**Lijst met opdrachten**
A. Hoe groot is volgens de conclusie in de tekst over het geschil tussen SPS en Regus het totale negatieve effect op het Earn-Out Amount?
B. Geef bij elke bewering aan of ze klopt met de tekst over het geschil tussen SPS en Regus. Beantwoord elke bewering met ja of nee en citeer de woorden uit de tekst die de doorslag geven.
(i) De brief die de advocaat van SPS op 28 april 2020 stuurde, had als onderwerp "Dispute Notice".
(ii) Volgens de bijlage heeft SPS drie categorieën posten betwist die nog niet zijn opgelost.
(iii) SPS en KRC willen de kwesties nog steeds liever in der minne oplossen.
C. Ga verder met de tekst over het geschil tussen SPS en Regus vanaf het punt waar die ophoudt.

:: Leestekst

Although SPS and KRC still prefer to resolve these issues amicably, SPS and KRC have to consider the possibility that Regus will continue to refuse to co-operate and resolve the outstanding matters under the SPA.
Therefore, SPS and KRC intend to initiate legal proceedings to enforce their rights under the SPA. (…)”
3.8
De advocaat van SPS heeft op 28 april 2020 een brief gestuurd aan Regus en Regus plc met als onderwerp “Dispute Notice”. Daarin staat:
“(…) Because further demand is pointless, SPS hereby sends Regus her Dispute Notice as Annex I. (…)
In de bijlage staat onder meer:
“OVERVIEW OF DISPUTED ITEMS IN RELATION TO THE EARN OUT STATEMENT
in relation to the agreement for the sale and purchase of all shares in Spaces Holding II B.V. of 22 May 2014
INTRODUCTION
(…)
A part of the purchase price to be paid to SPS by Regus is the Earn-Out Amount. (…)
There are five categories of items in the (Annual) Earn-Out Statements that were disputed by SPS and have not been solved. SPS reserves the right to amend and to further substantiate these issues.
(…)
CONCLUSION
The accounting errors of Regus that lead to an incorrect calculation of the Earn-Out Amount result in a total negative effect on the Earn-Out Amount of EUR 935,911. This is without counting any (contractual and/or statutory) interest.”

::::
:: Gegevensrecords

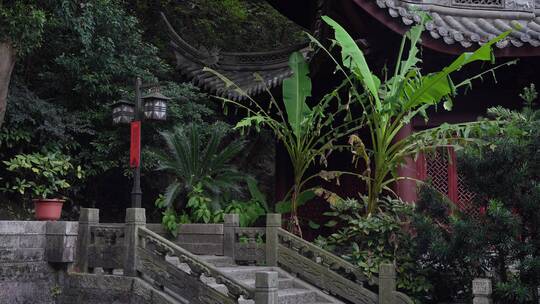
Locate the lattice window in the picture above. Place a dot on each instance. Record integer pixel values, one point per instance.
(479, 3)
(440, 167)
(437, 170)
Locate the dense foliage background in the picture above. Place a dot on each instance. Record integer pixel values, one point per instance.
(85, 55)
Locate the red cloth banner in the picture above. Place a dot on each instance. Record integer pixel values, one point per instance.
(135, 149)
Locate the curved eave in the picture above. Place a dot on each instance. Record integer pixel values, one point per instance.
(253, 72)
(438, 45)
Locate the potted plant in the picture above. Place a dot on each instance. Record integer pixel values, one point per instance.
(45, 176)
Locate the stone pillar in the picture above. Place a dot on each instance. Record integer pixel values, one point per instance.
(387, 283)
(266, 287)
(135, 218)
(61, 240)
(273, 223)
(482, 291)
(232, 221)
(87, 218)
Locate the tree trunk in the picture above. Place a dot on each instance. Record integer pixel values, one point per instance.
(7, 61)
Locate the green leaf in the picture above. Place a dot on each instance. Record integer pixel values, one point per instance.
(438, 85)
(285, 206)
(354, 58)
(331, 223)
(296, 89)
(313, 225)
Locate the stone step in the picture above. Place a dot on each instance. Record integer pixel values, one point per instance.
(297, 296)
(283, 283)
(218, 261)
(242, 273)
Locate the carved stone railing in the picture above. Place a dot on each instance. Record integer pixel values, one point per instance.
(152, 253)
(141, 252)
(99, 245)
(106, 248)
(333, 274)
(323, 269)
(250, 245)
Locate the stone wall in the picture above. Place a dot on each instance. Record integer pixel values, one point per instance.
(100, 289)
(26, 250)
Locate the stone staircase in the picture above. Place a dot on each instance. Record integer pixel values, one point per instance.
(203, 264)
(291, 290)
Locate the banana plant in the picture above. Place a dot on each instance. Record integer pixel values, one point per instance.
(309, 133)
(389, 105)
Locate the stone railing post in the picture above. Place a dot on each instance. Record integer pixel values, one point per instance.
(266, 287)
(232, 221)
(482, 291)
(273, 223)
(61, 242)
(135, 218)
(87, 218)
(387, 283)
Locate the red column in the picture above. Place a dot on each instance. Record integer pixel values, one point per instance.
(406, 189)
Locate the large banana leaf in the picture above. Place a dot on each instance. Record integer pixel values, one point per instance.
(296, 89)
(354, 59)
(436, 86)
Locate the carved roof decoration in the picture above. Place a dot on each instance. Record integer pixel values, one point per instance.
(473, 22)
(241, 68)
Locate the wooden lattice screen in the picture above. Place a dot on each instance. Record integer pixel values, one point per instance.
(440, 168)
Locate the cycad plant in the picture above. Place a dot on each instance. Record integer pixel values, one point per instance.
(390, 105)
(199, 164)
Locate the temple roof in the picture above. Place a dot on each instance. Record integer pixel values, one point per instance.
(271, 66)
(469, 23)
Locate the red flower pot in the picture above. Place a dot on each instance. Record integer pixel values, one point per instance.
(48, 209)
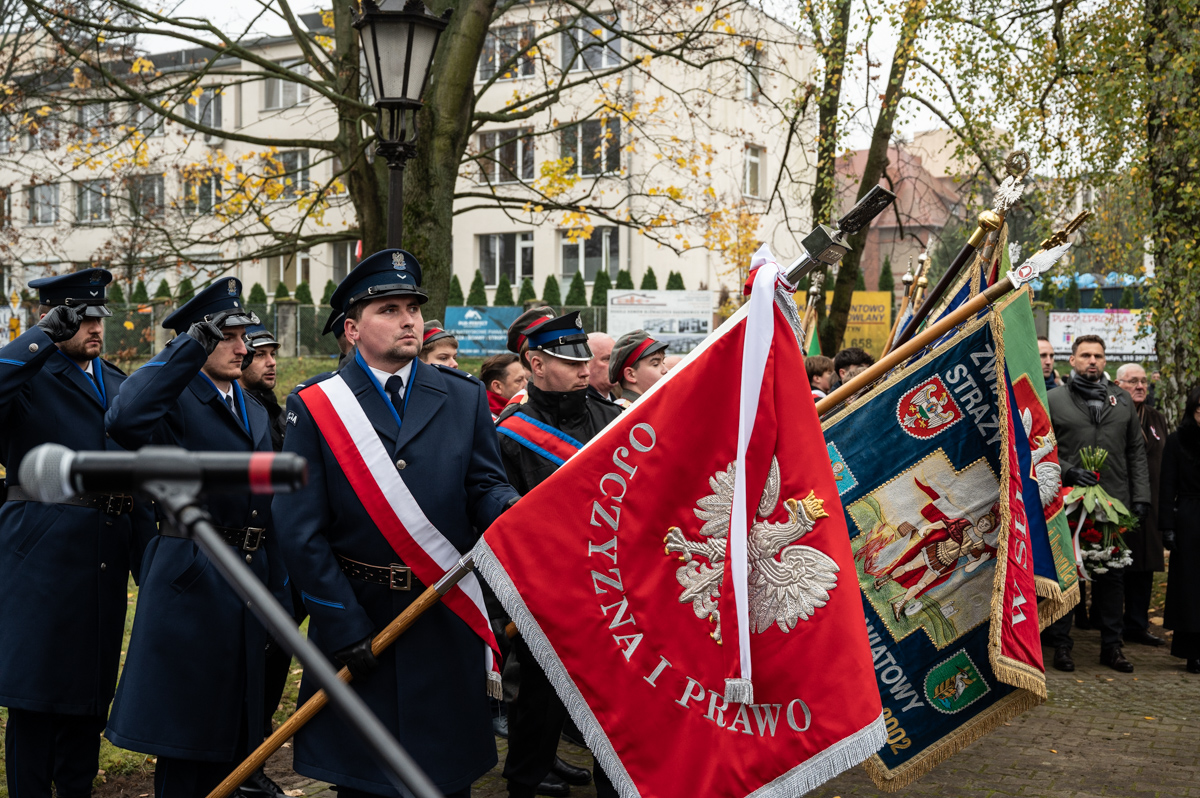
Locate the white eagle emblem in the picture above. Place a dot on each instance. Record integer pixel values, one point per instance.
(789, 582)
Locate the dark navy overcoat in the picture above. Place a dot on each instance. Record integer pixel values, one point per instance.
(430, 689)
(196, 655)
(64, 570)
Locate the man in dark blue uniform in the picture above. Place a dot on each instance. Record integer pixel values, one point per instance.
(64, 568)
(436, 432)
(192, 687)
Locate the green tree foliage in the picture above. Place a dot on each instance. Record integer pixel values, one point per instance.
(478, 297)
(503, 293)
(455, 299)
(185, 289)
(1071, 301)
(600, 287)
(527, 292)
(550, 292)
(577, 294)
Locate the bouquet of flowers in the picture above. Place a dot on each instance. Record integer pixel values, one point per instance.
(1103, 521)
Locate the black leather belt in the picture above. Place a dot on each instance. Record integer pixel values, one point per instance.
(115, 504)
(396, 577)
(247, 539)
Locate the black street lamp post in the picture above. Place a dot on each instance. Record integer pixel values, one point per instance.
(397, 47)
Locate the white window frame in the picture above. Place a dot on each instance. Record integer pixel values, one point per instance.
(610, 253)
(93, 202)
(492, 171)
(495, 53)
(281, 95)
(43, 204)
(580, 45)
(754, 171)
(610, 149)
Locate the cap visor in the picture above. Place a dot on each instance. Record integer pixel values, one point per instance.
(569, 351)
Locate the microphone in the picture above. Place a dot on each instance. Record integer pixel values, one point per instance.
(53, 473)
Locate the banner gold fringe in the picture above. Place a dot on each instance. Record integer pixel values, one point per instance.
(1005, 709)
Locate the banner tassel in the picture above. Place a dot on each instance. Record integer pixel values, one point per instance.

::::

**Antwoorden per opdracht**
A. Het negatieve effect bedraagt in totaal EUR 935,911, zonder (contractuele en/of wettelijke) rente.

B.
(i) Ja: "De advocaat van SPS heeft op 28 april 2020 een brief gestuurd aan Regus en Regus plc met als onderwerp “Dispute Notice”."
(ii) Nee: "There are five categories of items in the (Annual) Earn-Out Statements that were disputed by SPS and have not been solved."
(iii) Ja: "SPS and KRC still prefer to resolve these issues amicably"

C.
3.9
Op 20 mei 2020 heeft SPS de Koninklijke Nederlandse Beroepsorganisatie van Accountants (NBA) verzocht een accountant aan te wijzen als bindend adviseur, overeenkomstig artikel 7 SPA. In reactie hierop heeft de NBA bij e-mail van 22 mei 2020 partijen verzocht in te stemmen met de in die e-mail beschreven procedure. Alleen SPS heeft op dit verzoek instemmend gereageerd.

4.Eerste aanleg

4.1
SPS heeft in eerste aanleg (na wijziging van eis) gevorderd, samengevat weergegeven en voor zover in hoger beroep van belang:
- een verklaring voor recht dat Regus de wettelijke handelsrente is verschuldigd over alle componenten van de koopprijs (vordering xvi);
- veroordeling van Regus tot betaling van € 52.953,- aan achterstallige wettelijke handelsrente, te vermeerderen met de wettelijke handelsrente (vordering xvii);
- een bevel aan Regus om alle handelingen te verrichten die noodzakelijk zijn om tot beslechting van de Disputed Items en derhalve tot een finale bepaling van de Earn-Out Amount te komen bij wijze van bindend advies overeenkomstig artikel 7 SPA en conform de door de NBA voorgestelde procedure, op straffe van een dwangsom (vordering xix en xxiv);
- diverse andere bevelen aan Regus met betrekking tot de bindend adviesregeling van artikel 7 SPA, op straffe van een dwangsom (vorderingen xx tot en met xxiv); en
- veroordeling van Regus in de proceskosten, inclusief nakosten en wettelijke rente (vordering xxvi).
4.2
De rechtbank heeft, voor zover in dit hoger beroep van belang, bij eindvonnis:
- voor recht verklaard dat Regus de wettelijke handelsrente verschuldigd is over de Earn-Out betalingen;
- Regus veroordeeld tot betaling aan SPS van € 52.953,-, te vermeerderen met de wettelijke handelsrente, en
- SPS veroordeeld in de proceskosten van € 13.255,-, te vermeerderen met de wettelijke rente, en tot betaling van nakosten.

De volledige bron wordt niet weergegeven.